**Exercise objective**
Rewrite the rows starting with the line containing "Find yellow plastic" and going on through the line containing "xmin=239 ymin=261 xmax=316 ymax=327", with "tail light" changed to "brake light" and nothing else altered. Give back only those rows.

-- Begin Provided data --

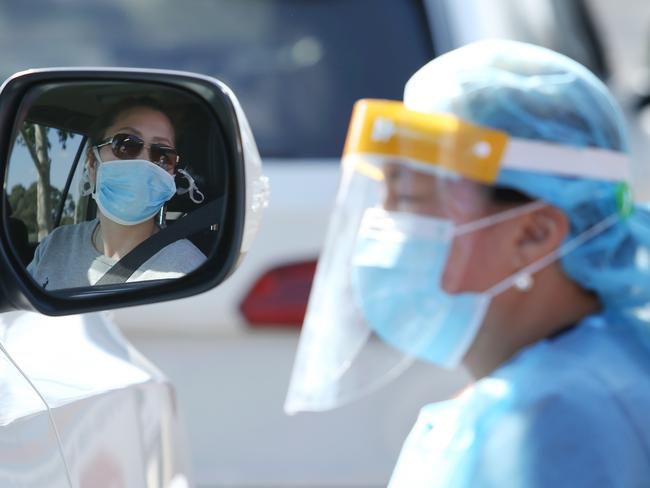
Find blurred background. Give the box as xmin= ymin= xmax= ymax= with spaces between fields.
xmin=5 ymin=0 xmax=650 ymax=487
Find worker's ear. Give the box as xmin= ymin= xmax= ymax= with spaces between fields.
xmin=513 ymin=205 xmax=569 ymax=269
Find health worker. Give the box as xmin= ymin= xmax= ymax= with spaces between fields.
xmin=285 ymin=41 xmax=650 ymax=488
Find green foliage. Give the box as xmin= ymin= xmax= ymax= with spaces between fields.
xmin=9 ymin=182 xmax=76 ymax=242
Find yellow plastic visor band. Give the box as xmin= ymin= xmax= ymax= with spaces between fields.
xmin=343 ymin=100 xmax=630 ymax=184
xmin=343 ymin=100 xmax=508 ymax=183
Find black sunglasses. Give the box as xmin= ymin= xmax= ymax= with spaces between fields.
xmin=95 ymin=134 xmax=180 ymax=171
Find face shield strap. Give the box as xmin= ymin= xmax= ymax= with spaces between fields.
xmin=343 ymin=100 xmax=630 ymax=184
xmin=485 ymin=213 xmax=621 ymax=298
xmin=454 ymin=200 xmax=549 ymax=236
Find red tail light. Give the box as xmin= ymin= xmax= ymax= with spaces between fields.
xmin=239 ymin=261 xmax=316 ymax=327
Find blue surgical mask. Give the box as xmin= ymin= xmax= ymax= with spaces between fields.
xmin=93 ymin=159 xmax=176 ymax=225
xmin=352 ymin=213 xmax=490 ymax=368
xmin=351 ymin=201 xmax=557 ymax=368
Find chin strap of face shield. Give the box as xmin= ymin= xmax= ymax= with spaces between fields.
xmin=95 ymin=198 xmax=222 ymax=285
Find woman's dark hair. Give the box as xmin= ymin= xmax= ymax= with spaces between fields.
xmin=88 ymin=97 xmax=178 ymax=146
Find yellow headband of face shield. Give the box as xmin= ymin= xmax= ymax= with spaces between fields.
xmin=343 ymin=100 xmax=629 ymax=184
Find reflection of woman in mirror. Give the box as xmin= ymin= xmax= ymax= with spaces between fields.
xmin=27 ymin=99 xmax=206 ymax=290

-- End Provided data --

**Problem solution**
Find yellow plastic visor band. Give the box as xmin= ymin= xmax= ymax= with spaces between fields.
xmin=343 ymin=100 xmax=630 ymax=184
xmin=343 ymin=100 xmax=508 ymax=183
Find black sunglasses. Give the box as xmin= ymin= xmax= ymax= with spaces between fields.
xmin=95 ymin=134 xmax=180 ymax=171
Find face shield strap. Give the box as xmin= ymin= xmax= ymax= with spaces between fields.
xmin=343 ymin=100 xmax=630 ymax=184
xmin=485 ymin=213 xmax=621 ymax=298
xmin=454 ymin=200 xmax=549 ymax=236
Find red brake light. Give the box as xmin= ymin= xmax= ymax= with spaces between fields.
xmin=239 ymin=261 xmax=316 ymax=327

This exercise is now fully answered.